_SUPPLIED PASSAGE_:
2. The method of claim 1, wherein comparing the first portion of the first encoding field to the value associated with the extended register space includes comparing a portion of a displacement field of the instruction to the value associated with the extended register space.
3. The method of claim 2, wherein comparing the portion of the displacement field of the instruction to the value associated with the extended register space includes comparing a page identifier portion of the displacement field to a page identifier associated with the extended register space.
4. The method of claim 3, wherein comparing the page identifier portion of the displacement field to the page identifier associated with the extended register space includes comparing a predetermined number of most significant bits of the displacement field to the page identifier associated with the extended register space.
5. The method of claim 1, wherein associating the first operand of the instruction with the second portion of the first encoding field if the first portion of the first encoding field matches the value associated with the extended register space includes associating one of a source and a destination operand with the second portion of the first encoding field.
6. The method of claim 1, further including configuring a memory associated with the processor so that a portion of the memory corresponding to the extended register space is used exclusively by the processor.
7. The method of claim 6, further including storing information from the extended register space within the portion of the memory corresponding to the extended register space in response to a context switch.
8. The method of claim 1, further including associating a portion of a second encoding field of the instruction with a second operand of the instruction.
9. The method of claim 8, wherein associating the portion of the second encoding field with the second operand includes associating a portion of an Mr/m field with one of a source and a destination operand.
10. The method of claim 1, further including associating third and fourth portions of the first encoding field and a portion of a second encoding field of the instruction with second and third operands if the first portion of the first encoding field matches the value associated with the extended register space.
11. A method of accessing a register space associated with a processor, the method comprising:
comparing a first portion of a displacement field of an instruction to a value associated with the register space; and
associating an operand of the instruction with a second portion of the displacement field if the first portion of the displacement field matches the value associated with the register space.
12. The method of claim 11, wherein comparing the first portion of the displacement field to the value associated with the register space includes comparing a tag portion of the displacement field to a tag associated with the register space.

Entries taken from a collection

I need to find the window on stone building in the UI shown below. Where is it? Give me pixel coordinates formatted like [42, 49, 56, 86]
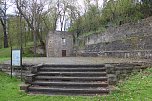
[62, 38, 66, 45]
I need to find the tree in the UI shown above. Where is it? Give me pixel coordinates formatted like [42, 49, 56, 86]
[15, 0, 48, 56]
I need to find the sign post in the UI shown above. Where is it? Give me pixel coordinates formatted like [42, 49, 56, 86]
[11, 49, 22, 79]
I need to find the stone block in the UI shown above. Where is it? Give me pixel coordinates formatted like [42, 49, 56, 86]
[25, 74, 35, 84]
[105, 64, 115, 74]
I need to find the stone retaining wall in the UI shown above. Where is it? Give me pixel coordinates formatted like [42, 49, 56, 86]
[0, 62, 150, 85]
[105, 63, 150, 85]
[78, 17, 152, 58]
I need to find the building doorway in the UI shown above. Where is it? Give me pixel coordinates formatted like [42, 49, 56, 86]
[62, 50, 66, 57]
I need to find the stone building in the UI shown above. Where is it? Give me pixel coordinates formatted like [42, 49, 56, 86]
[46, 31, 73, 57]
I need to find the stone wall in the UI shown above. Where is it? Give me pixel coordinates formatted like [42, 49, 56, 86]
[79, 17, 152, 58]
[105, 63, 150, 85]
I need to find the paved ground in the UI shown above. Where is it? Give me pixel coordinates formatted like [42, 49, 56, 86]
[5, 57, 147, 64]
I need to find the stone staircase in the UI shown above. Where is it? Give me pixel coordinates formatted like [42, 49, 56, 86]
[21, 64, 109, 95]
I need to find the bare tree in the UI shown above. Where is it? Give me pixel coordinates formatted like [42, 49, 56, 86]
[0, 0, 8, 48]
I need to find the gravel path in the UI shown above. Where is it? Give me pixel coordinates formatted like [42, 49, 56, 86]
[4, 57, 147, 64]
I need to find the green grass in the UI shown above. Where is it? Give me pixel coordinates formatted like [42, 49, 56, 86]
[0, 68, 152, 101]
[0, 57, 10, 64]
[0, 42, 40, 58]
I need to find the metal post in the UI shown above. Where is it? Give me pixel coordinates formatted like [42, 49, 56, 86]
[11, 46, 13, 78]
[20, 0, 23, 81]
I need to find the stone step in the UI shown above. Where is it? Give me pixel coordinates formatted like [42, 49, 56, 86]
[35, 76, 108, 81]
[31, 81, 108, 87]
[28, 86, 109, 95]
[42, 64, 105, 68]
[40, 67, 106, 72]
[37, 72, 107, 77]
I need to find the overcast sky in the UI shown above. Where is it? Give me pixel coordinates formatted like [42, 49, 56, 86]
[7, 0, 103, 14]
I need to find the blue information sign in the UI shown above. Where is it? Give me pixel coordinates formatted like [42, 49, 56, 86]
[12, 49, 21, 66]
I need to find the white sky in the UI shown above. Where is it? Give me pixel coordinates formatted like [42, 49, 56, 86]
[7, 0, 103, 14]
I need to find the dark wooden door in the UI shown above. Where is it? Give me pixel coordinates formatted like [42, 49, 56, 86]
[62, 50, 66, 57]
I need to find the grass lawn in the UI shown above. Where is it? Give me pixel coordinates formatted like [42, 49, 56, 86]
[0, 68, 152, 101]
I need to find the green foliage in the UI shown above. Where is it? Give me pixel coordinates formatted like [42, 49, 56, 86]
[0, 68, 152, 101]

--

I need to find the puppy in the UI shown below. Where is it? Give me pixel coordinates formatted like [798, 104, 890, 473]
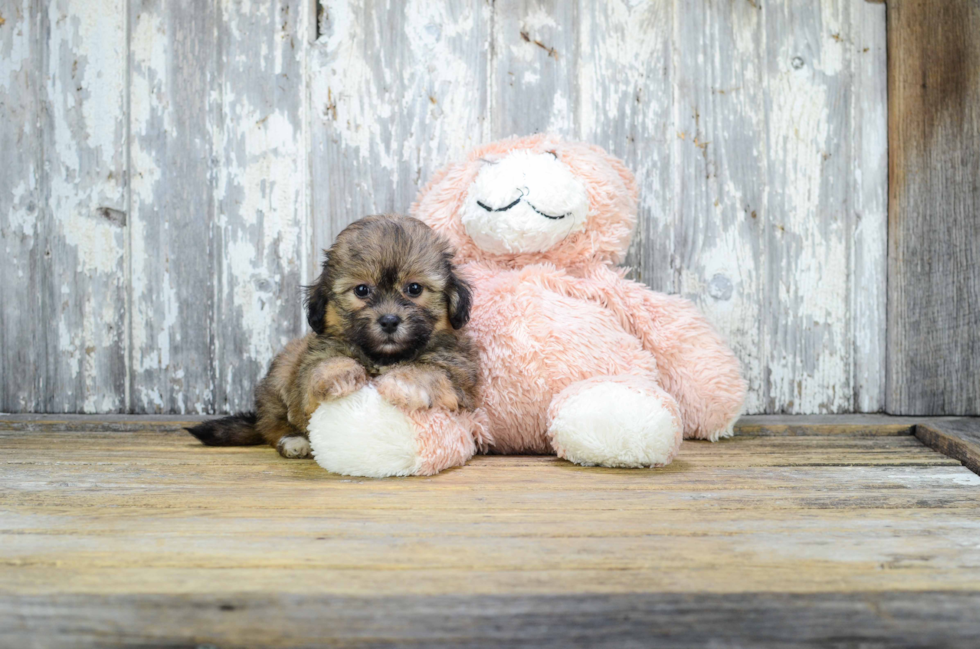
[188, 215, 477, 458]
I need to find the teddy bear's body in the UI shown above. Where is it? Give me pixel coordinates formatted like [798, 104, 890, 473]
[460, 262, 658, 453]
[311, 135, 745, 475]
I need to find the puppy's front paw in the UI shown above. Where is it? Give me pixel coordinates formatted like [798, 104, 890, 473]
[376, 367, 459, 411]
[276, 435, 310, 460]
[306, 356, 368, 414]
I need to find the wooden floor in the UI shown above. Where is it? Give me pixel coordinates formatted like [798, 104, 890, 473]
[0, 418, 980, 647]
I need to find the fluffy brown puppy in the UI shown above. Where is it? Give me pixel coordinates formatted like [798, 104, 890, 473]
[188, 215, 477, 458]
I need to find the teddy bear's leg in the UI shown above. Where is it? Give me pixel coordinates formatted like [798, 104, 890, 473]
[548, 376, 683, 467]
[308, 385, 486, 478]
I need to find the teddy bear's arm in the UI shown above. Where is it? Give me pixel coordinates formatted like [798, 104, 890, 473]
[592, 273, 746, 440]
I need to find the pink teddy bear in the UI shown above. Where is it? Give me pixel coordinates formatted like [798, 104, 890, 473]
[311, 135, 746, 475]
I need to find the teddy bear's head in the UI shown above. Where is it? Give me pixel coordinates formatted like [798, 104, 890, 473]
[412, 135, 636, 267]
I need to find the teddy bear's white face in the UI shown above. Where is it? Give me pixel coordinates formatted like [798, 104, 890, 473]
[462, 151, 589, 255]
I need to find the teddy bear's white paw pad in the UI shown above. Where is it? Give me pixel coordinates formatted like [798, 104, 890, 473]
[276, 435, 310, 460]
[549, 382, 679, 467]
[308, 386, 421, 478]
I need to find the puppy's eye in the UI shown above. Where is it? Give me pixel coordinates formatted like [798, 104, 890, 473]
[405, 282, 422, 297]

_WHAT THE TASK REQUIRES_: Can you carry on the patent claims about extended register space, starting after claim 12?

_RESULT OF THE EXERCISE_:
13. The method of claim 12, wherein comparing the tag portion of the displacement field to the tag associated with the register space includes comparing a predetermined number of most significant bits of the displacement field to the tag associated with the register space.
14. The method of claim 11, wherein associating the operand of the instruction with the second portion of the displacement field if the first portion of the displacement field matches the value associated with the register space includes associating one of a source and a destination operand with the second portion of the displacement field.
15. The method of claim 11, further including configuring a system memory so that a portion of the system memory corresponding to the register space is not shared.
16. The method of claim 11, further including associating third and fourth portions of the displacement field and a portion of an Mr/m field with second and third operands if the first portion of the displacement field matches the value associated with the register space.
17. A method of processing an instruction requiring access to a register space associated with a processor, the method comprising:
comparing a tag portion of a first encoding field of the instruction to a value associated with the register space; and
decoding the instruction to associate first and second operands of the instruction with respective first and second registers within the register space.
18. The method of claim 17, wherein comparing the tag portion of the first encoding field of the instruction to the value associated with the register space includes comparing a portion of a displacement field to the value associated with the register space.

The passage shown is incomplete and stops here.